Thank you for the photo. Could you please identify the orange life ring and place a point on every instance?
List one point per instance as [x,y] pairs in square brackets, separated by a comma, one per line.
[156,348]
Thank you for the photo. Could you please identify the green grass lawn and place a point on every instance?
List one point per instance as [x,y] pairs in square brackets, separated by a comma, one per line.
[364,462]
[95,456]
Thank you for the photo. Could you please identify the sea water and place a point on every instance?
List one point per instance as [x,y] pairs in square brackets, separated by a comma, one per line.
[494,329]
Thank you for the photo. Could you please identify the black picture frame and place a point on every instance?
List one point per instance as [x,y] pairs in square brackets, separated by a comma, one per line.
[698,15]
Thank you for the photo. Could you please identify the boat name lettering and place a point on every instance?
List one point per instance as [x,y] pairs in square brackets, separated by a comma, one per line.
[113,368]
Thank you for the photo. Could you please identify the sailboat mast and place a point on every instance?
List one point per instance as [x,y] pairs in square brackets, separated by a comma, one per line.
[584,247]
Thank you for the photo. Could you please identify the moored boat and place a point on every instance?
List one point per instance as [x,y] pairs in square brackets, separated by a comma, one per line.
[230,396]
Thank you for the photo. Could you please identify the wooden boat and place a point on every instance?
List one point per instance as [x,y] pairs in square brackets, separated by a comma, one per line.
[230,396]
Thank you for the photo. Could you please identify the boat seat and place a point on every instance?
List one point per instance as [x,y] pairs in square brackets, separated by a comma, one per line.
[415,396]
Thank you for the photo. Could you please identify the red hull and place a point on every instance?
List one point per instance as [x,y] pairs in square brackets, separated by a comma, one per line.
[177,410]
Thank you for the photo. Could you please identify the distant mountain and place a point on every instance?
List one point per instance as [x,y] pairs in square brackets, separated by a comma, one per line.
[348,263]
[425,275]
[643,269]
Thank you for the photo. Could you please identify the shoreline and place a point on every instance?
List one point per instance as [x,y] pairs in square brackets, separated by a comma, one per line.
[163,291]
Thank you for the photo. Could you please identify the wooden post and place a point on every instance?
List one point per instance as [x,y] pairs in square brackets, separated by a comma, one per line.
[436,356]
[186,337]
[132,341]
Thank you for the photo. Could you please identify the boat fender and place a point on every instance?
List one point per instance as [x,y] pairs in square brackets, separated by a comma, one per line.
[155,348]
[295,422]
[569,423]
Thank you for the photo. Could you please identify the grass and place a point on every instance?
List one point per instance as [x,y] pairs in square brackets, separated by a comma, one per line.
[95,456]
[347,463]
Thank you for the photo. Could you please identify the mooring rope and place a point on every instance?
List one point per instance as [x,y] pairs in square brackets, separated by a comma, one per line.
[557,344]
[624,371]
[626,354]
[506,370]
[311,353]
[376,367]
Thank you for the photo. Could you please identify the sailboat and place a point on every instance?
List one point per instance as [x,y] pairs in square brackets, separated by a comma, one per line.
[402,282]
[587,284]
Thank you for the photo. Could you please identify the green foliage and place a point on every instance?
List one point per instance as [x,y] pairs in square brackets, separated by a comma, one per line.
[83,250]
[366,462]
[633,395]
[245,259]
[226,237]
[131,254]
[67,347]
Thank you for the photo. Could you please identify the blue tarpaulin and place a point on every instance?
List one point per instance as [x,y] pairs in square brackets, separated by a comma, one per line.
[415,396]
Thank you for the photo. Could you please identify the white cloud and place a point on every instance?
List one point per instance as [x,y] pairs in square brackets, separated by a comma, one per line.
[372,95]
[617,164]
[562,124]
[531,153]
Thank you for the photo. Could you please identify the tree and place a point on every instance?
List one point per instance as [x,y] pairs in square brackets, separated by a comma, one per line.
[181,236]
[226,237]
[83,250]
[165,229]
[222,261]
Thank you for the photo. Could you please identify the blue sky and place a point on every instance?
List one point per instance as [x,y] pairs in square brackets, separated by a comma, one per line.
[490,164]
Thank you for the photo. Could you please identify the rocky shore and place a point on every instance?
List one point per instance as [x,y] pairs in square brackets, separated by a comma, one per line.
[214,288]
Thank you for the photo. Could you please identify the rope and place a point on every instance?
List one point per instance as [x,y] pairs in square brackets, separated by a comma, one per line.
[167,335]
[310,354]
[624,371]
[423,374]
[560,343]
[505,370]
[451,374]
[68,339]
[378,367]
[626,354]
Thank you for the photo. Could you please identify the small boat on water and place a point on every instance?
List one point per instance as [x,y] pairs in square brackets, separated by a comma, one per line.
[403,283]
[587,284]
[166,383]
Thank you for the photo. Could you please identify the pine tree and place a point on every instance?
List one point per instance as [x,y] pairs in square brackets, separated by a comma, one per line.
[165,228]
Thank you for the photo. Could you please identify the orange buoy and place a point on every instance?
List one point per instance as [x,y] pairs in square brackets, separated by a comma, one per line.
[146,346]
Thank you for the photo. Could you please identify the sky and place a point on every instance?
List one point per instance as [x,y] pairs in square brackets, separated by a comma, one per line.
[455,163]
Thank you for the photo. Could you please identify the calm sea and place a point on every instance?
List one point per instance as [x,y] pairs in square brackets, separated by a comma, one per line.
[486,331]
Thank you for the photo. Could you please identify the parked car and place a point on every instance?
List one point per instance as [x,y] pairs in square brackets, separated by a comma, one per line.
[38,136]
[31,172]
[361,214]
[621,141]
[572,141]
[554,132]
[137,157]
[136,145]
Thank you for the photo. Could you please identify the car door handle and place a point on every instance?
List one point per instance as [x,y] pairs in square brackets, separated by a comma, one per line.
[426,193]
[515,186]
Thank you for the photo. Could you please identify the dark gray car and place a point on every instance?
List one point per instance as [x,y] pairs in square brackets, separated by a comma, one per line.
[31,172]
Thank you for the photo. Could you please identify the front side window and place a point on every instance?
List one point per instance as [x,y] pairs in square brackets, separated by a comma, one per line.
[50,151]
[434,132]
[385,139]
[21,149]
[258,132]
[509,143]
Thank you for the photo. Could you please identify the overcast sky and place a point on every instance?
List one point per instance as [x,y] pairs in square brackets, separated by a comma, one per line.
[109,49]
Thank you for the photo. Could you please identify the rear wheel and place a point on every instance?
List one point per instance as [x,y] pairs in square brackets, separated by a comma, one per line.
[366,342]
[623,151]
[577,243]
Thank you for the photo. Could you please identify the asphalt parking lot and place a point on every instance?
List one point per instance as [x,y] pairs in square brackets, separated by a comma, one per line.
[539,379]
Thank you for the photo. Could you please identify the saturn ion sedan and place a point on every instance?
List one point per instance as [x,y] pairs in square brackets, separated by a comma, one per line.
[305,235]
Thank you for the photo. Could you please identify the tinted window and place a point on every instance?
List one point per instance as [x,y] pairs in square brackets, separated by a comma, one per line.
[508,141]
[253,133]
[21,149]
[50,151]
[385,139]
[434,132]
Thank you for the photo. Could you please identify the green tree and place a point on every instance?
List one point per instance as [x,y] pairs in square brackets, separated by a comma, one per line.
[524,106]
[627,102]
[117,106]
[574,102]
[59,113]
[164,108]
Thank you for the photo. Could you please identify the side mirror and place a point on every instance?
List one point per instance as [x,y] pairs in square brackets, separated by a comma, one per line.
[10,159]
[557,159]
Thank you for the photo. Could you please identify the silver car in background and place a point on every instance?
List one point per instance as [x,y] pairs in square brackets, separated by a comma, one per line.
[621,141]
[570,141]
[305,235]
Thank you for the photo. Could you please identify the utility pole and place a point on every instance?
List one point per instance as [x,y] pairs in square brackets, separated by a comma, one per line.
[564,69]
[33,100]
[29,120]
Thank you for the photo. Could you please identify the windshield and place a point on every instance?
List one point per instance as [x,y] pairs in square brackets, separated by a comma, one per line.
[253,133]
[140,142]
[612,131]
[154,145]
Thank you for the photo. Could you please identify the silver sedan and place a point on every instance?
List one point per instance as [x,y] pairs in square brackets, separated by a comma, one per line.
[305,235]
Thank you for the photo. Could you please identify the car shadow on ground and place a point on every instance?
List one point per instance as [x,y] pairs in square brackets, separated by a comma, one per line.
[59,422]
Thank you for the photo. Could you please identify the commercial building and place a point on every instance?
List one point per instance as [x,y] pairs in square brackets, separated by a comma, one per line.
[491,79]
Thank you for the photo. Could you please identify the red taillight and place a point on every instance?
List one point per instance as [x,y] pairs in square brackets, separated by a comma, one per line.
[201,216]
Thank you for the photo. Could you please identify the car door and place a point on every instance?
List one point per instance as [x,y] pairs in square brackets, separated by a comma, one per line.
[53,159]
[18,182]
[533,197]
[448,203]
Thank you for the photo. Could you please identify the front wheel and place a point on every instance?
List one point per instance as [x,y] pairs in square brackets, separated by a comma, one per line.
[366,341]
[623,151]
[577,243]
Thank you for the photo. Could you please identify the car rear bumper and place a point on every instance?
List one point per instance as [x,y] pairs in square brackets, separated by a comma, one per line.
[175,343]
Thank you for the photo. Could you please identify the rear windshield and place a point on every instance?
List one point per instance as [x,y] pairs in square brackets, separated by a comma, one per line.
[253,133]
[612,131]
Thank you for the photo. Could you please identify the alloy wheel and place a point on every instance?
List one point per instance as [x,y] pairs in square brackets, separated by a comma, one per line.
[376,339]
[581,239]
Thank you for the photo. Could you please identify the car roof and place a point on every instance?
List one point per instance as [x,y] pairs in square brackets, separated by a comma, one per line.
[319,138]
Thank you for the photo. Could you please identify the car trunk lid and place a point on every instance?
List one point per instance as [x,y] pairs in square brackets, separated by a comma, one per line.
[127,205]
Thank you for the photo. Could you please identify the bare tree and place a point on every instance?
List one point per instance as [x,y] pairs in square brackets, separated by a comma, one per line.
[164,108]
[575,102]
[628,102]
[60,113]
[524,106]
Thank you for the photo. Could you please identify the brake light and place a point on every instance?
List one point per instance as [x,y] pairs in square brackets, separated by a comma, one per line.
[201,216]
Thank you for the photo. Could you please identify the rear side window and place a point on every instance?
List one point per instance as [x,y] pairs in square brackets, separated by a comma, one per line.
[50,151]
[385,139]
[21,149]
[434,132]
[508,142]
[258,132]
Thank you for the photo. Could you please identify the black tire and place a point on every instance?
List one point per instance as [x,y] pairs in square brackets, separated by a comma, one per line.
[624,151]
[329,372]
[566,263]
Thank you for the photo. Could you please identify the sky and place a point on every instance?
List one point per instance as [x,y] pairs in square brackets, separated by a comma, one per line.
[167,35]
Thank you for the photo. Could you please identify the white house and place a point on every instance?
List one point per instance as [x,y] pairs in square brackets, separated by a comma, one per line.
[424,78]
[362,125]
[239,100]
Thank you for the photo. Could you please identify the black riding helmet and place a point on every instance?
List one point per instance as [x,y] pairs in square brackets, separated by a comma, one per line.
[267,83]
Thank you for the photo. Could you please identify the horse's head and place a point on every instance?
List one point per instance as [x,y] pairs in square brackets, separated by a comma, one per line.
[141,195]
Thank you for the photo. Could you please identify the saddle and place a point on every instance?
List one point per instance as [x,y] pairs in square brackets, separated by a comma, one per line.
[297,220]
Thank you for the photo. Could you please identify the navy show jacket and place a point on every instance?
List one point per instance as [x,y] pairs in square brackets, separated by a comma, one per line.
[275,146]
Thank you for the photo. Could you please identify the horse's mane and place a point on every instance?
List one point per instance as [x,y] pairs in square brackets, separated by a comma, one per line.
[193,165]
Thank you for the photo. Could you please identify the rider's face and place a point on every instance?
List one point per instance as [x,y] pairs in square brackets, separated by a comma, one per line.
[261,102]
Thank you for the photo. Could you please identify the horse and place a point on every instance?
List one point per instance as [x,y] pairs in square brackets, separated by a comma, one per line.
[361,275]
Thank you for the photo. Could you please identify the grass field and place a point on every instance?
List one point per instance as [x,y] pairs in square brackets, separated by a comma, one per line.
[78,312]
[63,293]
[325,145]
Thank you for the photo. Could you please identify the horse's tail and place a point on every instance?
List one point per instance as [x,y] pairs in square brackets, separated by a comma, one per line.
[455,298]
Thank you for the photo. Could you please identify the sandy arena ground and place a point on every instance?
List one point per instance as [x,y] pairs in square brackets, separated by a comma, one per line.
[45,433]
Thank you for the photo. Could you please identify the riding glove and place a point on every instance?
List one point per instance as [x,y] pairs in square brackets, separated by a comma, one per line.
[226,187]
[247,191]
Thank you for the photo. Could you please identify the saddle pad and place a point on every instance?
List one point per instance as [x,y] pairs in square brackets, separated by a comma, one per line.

▶ _Aim of the task_:
Give back the listing exactly, please, from its first line to the line containing "the wooden boat", inclusive, and nothing past that line.

▶ _Completed exercise_:
Thank you for the photo. Could you please identify the orange life ring and place a point on every instance?
List one point per instance as [x,y] pairs in square brackets, separated by a comma, one per line.
[156,348]
Thank you for the photo. Could you please identify the green grass lawn and place a point on every instance?
List one point per instance as [x,y] pairs in square brackets, separated by a comma, one per line.
[364,462]
[95,456]
Thank you for the photo. Could you please identify the sea water and place a point on every instance?
List one point per instance as [x,y] pairs in square brackets, separated by a comma, one per line.
[494,329]
Thank you for the photo. Could you please identify the black picture frame and place a point on every instance?
List one point per instance as [x,y] pairs in square brackets, separated by a comma, one per line.
[698,15]
Thank you for the photo. Could you please identify the boat name lettering and place a point on every instance?
List one point per instance as [x,y] pairs in square brackets, separated by a comma, one per line.
[113,368]
Thank you for the photo. Could you please identify the sailboat mast and place a point on every instance?
List one point per instance as [x,y] pairs in square brackets, separated by a comma, one per line.
[584,247]
Thank you for the photo. Could you please identify the moored boat and place a point on every instance?
List one point per instance as [x,y] pairs in square brackets, separated by a comma, one per line.
[230,396]
Thank you for the photo. Could you please identify the wooden boat and place a point on every instance?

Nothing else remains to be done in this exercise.